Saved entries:

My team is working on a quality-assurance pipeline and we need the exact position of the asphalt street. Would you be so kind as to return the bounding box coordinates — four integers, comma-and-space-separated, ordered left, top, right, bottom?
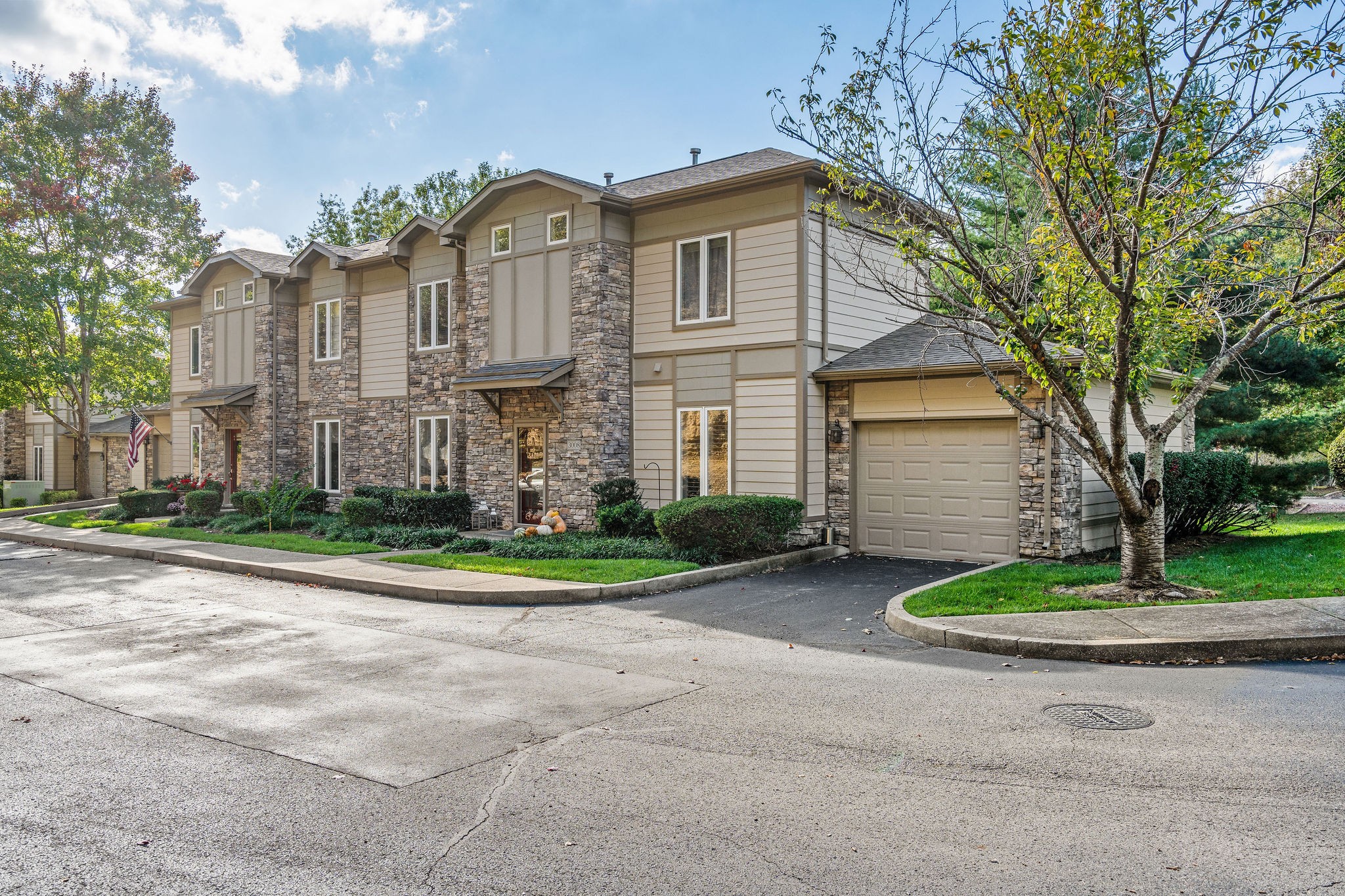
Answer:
0, 543, 1345, 895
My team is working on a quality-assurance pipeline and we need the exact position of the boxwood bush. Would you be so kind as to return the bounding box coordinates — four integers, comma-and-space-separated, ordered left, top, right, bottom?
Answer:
340, 497, 384, 526
653, 494, 803, 559
1130, 452, 1268, 540
181, 489, 225, 520
117, 489, 177, 520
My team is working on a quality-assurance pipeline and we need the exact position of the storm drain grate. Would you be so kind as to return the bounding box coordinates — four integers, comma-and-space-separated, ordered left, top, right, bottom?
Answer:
1045, 702, 1154, 731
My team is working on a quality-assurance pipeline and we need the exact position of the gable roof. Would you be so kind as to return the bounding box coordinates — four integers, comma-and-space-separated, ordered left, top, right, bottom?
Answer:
611, 146, 818, 199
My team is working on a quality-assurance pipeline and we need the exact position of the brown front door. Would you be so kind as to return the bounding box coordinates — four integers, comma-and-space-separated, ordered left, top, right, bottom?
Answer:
225, 430, 244, 494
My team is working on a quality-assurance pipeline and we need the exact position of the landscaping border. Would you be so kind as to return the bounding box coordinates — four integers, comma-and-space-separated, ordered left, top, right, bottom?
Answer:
0, 524, 849, 606
882, 560, 1345, 662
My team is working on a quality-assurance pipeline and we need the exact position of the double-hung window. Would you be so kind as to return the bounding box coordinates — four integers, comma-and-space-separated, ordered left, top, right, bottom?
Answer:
313, 421, 340, 492
676, 234, 732, 324
187, 326, 200, 376
416, 416, 449, 492
313, 298, 340, 362
191, 426, 200, 480
416, 280, 453, 349
676, 407, 733, 498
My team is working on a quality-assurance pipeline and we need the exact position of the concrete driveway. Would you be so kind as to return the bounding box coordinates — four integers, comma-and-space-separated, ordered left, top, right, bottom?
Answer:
0, 545, 1345, 896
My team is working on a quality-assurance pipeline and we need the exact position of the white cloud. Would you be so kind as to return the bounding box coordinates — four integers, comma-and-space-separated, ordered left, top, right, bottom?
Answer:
0, 0, 456, 94
219, 227, 289, 255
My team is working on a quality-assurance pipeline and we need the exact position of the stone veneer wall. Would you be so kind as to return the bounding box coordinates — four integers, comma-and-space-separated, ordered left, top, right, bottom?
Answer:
1018, 389, 1084, 557
461, 242, 631, 528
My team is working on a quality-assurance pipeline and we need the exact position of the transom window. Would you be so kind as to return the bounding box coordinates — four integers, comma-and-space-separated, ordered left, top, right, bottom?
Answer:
676, 407, 733, 498
416, 416, 449, 492
546, 211, 570, 246
187, 326, 200, 376
313, 298, 340, 362
416, 280, 453, 349
676, 234, 729, 324
313, 421, 340, 492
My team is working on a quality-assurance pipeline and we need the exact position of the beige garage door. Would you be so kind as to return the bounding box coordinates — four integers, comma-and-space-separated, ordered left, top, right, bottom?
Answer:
856, 421, 1018, 560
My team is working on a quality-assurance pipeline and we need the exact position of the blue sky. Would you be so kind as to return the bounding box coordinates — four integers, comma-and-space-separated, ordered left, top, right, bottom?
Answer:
0, 0, 941, 249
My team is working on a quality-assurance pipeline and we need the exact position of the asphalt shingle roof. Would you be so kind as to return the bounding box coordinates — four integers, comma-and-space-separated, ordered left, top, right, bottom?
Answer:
613, 148, 812, 199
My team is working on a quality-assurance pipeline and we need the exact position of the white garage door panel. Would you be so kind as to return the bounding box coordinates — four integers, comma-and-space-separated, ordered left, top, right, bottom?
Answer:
856, 421, 1018, 560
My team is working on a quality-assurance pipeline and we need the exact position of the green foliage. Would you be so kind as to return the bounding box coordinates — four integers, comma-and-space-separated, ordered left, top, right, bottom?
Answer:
489, 532, 718, 565
181, 489, 225, 520
117, 489, 177, 520
589, 475, 644, 508
653, 494, 803, 559
340, 497, 384, 526
285, 161, 518, 253
1251, 461, 1330, 509
597, 497, 659, 539
0, 67, 218, 493
1130, 452, 1268, 542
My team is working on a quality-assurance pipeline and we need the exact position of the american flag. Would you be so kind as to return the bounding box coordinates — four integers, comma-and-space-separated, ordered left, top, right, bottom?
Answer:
127, 411, 155, 470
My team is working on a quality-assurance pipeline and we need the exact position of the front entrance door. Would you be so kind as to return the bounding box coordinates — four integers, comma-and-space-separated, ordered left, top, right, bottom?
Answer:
225, 430, 244, 494
514, 426, 546, 525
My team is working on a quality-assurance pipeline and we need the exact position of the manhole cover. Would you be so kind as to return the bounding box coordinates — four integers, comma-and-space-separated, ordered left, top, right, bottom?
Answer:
1045, 702, 1154, 731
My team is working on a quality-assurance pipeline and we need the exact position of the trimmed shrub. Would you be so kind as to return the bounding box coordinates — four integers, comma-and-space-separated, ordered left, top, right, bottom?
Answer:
597, 501, 659, 539
117, 489, 177, 520
181, 489, 225, 520
1251, 461, 1332, 509
653, 494, 803, 559
340, 498, 384, 526
1130, 452, 1268, 540
589, 475, 643, 508
384, 489, 472, 529
491, 532, 718, 566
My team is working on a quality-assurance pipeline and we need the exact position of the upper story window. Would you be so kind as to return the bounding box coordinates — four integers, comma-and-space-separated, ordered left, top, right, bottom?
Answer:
313, 298, 340, 362
676, 234, 729, 324
546, 211, 570, 246
416, 280, 453, 349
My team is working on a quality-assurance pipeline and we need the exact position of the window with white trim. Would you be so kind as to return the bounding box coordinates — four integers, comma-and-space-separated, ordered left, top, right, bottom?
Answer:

▸ AIM:
Please output every line of the listing above as a JSON list of strings, one string per line, skipping any blank lines. Leave the pictures out.

▸ ANSWER:
[
  "My team is working on a quality-assurance pipeline and we need the exact position of the asphalt street. Would you be so kind as to return the bounding box coordinates — four integers, comma-and-space-separated, ordered left, top, right, bottom?",
  "Answer:",
  "0, 543, 1345, 895",
  "My team is working on a quality-assurance pipeline and we need the exact position of the boxwood bush. Would you be so kind as to return the bounding box coordinates — four integers, comma-and-space-separated, ordered left, top, right, bottom?",
  "Answer:",
  "340, 497, 384, 526",
  "653, 494, 803, 559",
  "1130, 452, 1268, 540",
  "181, 489, 225, 520",
  "117, 489, 177, 520",
  "My team is working on a quality-assurance pipeline and we need the exact position of the storm drain grate. Would you be so kind as to return the bounding box coordinates — four integers, comma-and-space-separated, ordered left, top, right, bottom?",
  "Answer:",
  "1045, 702, 1154, 731",
  "My team is working on a quality-assurance pipeline and we need the exact position of the gable roof. Would you be so kind as to return the bounding box coordinates — four integers, comma-and-space-separated, ordered left, top, right, bottom?",
  "Answer:",
  "611, 146, 818, 199",
  "My team is working on a quality-assurance pipeline and we need the exact position of the brown front door. Would you be so kind as to return the bounding box coordinates — four integers, comma-and-space-separated, ordered left, top, right, bottom?",
  "Answer:",
  "225, 430, 244, 494",
  "My team is working on a quality-assurance pipeline and we need the exact position of the landscaping border. Would you be so kind as to return the bounding box coordinates — four integers, comma-and-space-separated, ordered left, top, right, bottom?",
  "Answer:",
  "0, 524, 849, 606",
  "882, 560, 1345, 662",
  "My team is working on a quality-assurance pipeline and we need the exact position of the double-hung window. Would you be so kind as to return the bounding box coordinates — four integers, comma-and-space-separated, ordered left, top, right, bottom?",
  "Answer:",
  "313, 421, 340, 492",
  "676, 234, 732, 324",
  "187, 326, 200, 376",
  "416, 416, 449, 492",
  "313, 298, 340, 362",
  "191, 426, 200, 480",
  "416, 280, 453, 349",
  "676, 407, 733, 498",
  "My team is working on a quality-assurance pipeline and we need the exact position of the concrete driveway. Would you be so kind as to return the bounding box coordinates — four integers, comma-and-space-separated, ordered left, top, right, bottom?",
  "Answer:",
  "0, 545, 1345, 896",
  "My team is working on a quality-assurance pipeline and we need the exact position of the white cloud. Would you be so kind as to return the bounding box coordinates — four integers, comma-and-space-separated, ordered left, top, right, bottom?",
  "Answer:",
  "0, 0, 456, 94",
  "219, 227, 289, 255",
  "My team is working on a quality-assurance pipeline and we need the exact position of the stone veneer wall. Would you be so kind as to return the bounding box coordinates — four integers, comma-and-space-separated, ordered left, top, right, bottom?",
  "Answer:",
  "1018, 389, 1084, 557",
  "461, 242, 631, 528",
  "My team is working on a quality-assurance pipeline and we need the exact position of the transom window. Would you be so kind as to return the bounding box coordinates — four integers, comma-and-space-separated, ordered left, top, right, bottom?",
  "Answer:",
  "676, 407, 733, 498",
  "416, 416, 449, 492",
  "546, 211, 570, 246",
  "187, 326, 200, 376",
  "313, 298, 340, 362",
  "416, 280, 453, 349",
  "676, 234, 729, 324",
  "313, 421, 340, 492",
  "My team is working on a quality-assurance pipeline and we need the exact position of the beige garage door. Would you be so kind as to return the bounding box coordinates — four integers, comma-and-space-separated, ordered left, top, right, bottom?",
  "Answer:",
  "856, 421, 1018, 560",
  "My team is working on a quality-assurance pipeline and we need the exact position of the blue sky. Would you be so kind as to return the bounding box coordinates — four integers, comma-and-space-separated, ordered left, top, right, bottom?",
  "Answer:",
  "0, 0, 941, 249",
  "My team is working on a quality-assurance pipeline and we need the exact position of the asphalt shingle roof. Would you be so kind as to return the bounding box coordinates — four integers, comma-and-space-separated, ordered left, top, right, bottom?",
  "Answer:",
  "613, 148, 812, 199",
  "My team is working on a quality-assurance pipeline and we need the exact position of the white garage door panel. Would you be so kind as to return the bounding box coordinates — four integers, comma-and-space-separated, ordered left, top, right, bottom?",
  "Answer:",
  "856, 421, 1018, 560",
  "My team is working on a quality-assurance pipeline and we need the exact position of the green foliage. Would you be so kind as to return the bounding box coordinates — four integers, comma-and-space-separated, ordered left, top, right, bottom?",
  "Answer:",
  "489, 532, 718, 565",
  "181, 489, 225, 520",
  "117, 489, 177, 520",
  "589, 475, 644, 508",
  "653, 494, 803, 559",
  "340, 497, 384, 526",
  "285, 161, 518, 253",
  "1251, 461, 1330, 509",
  "597, 497, 659, 539",
  "0, 67, 218, 493",
  "1130, 452, 1268, 542",
  "My team is working on a quality-assurance pipeline and we need the exact position of the american flag. Would you be so kind as to return the bounding box coordinates — four integers, comma-and-space-separated, ordered left, top, right, bottom?",
  "Answer:",
  "127, 411, 155, 470",
  "My team is working on a quality-assurance pipeline and we need the exact position of the front entrance door. Would you be so kind as to return the bounding box coordinates — four integers, comma-and-space-separated, ordered left, top, right, bottom?",
  "Answer:",
  "225, 430, 244, 494",
  "514, 426, 546, 525",
  "My team is working on a quality-assurance pipeline and we need the exact position of the manhole cover. Would you be so kind as to return the bounding box coordinates — four integers, comma-and-space-separated, ordered left, top, right, bottom?",
  "Answer:",
  "1045, 702, 1154, 731",
  "My team is working on a quality-assurance pipeline and we need the exact position of the trimmed shrub. Would you be so kind as to return the bounding box coordinates — four integers, comma-and-space-separated, ordered left, top, right, bottom?",
  "Answer:",
  "597, 501, 659, 539",
  "117, 489, 177, 520",
  "181, 489, 225, 520",
  "1251, 461, 1332, 509",
  "653, 494, 803, 559",
  "340, 498, 384, 526",
  "1130, 452, 1268, 540",
  "589, 475, 643, 508",
  "384, 489, 472, 529",
  "491, 532, 718, 566",
  "My team is working on a quality-assurance pipeline and we need the exact position of the upper story window. Would you be so kind as to return the bounding box coordinates — four integers, comma-and-space-separated, ordered left, top, right, bottom?",
  "Answer:",
  "313, 298, 340, 362",
  "676, 234, 729, 324",
  "546, 211, 570, 246",
  "416, 280, 453, 349",
  "My team is working on a quality-assurance pipeline and we need the exact position of the window with white trim. Would you be so kind as to return the bounding box coordinates — four integers, comma-and-space-separated, ordered left, top, right, bottom?",
  "Answer:"
]